■ **Excerpt provided**:
Did you know that Austin has a relatively new theater company? Five-year-old independent Filigree Theatre was conceived and nurtured by NYC-born and raised Producing Artistic Director Elizabeth V. Newman. Newman moved to Austin over a decade ago and immersed herself in the small, growing performing arts scene. The Filigree Theatre was born in 2018 and is part of the Austin Creative Alliance.

Their unique approach to theater is structured by seasons to connect the past, present, & futureof theatre through a shared theme that runs throughout the season, comprised of Fall (past), a play from the theatre cannon, Winter (present), a play that is the work of a playwright living and working today, and Spring (future), a play that is a new work or world premiere.

■ **Provided material**:
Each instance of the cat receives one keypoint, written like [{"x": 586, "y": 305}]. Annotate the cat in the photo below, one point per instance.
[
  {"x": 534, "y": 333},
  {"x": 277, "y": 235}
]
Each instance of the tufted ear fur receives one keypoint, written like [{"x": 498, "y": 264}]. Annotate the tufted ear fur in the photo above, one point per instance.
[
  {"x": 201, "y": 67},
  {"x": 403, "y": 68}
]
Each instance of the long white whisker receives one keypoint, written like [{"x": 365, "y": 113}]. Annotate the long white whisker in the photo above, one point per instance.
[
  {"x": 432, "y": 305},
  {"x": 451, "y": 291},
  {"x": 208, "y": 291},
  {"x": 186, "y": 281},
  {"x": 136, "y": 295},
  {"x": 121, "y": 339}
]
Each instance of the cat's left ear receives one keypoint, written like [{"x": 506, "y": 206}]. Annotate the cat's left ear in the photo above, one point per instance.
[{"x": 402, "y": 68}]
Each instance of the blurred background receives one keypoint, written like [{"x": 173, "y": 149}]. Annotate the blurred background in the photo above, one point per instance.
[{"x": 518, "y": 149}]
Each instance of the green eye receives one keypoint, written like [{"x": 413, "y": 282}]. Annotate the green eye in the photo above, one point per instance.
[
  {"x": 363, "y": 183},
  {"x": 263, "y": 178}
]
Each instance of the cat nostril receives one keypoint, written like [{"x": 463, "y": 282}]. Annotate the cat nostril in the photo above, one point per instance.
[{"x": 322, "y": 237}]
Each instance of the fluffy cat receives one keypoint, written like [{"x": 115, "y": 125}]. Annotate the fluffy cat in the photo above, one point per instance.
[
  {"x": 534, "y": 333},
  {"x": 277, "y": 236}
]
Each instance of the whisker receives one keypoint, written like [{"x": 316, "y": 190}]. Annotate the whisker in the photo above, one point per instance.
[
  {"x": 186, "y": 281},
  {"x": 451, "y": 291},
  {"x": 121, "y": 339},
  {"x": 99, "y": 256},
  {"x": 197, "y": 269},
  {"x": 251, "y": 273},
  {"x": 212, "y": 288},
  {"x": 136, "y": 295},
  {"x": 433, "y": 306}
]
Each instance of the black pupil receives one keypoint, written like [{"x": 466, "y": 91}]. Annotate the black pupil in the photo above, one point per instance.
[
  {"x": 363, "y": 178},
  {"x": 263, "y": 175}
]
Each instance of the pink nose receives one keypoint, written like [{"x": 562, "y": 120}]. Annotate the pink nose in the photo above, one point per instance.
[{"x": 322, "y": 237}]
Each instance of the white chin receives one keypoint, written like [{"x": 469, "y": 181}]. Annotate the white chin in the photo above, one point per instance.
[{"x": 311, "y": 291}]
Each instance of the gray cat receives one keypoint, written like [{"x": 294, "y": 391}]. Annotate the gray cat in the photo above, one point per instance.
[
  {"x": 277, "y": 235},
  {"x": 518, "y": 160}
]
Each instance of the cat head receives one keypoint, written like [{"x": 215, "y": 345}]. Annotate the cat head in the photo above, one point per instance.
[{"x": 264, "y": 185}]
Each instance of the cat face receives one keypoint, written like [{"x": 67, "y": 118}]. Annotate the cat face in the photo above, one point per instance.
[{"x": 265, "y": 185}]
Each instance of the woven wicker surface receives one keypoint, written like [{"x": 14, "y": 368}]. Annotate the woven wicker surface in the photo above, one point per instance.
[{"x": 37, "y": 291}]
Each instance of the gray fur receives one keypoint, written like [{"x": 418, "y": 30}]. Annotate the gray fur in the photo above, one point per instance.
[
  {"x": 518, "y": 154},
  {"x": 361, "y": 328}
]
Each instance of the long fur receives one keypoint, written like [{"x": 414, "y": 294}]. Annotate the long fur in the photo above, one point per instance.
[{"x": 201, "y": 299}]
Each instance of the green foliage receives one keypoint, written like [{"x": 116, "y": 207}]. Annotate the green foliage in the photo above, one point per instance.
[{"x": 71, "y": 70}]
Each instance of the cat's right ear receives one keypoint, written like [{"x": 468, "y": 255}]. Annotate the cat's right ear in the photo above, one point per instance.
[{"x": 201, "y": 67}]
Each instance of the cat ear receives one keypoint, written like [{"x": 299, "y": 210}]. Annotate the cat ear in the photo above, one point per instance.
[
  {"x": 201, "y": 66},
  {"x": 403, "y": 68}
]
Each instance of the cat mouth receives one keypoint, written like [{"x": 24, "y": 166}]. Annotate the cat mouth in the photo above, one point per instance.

■ **Task to carry out**:
Write out, word for word, everything in the Filigree Theatre passage above from "Did you know" down to "Austin Creative Alliance.".

■ **Solution to this task**:
Did you know that Austin has a relatively new theater company? Five-year-old independent Filigree Theatre was conceived and nurtured by NYC-born and raised Producing Artistic Director Elizabeth V. Newman. Newman moved to Austin over a decade ago and immersed herself in the small, growing performing arts scene. The Filigree Theatre was born in 2018 and is part of the Austin Creative Alliance.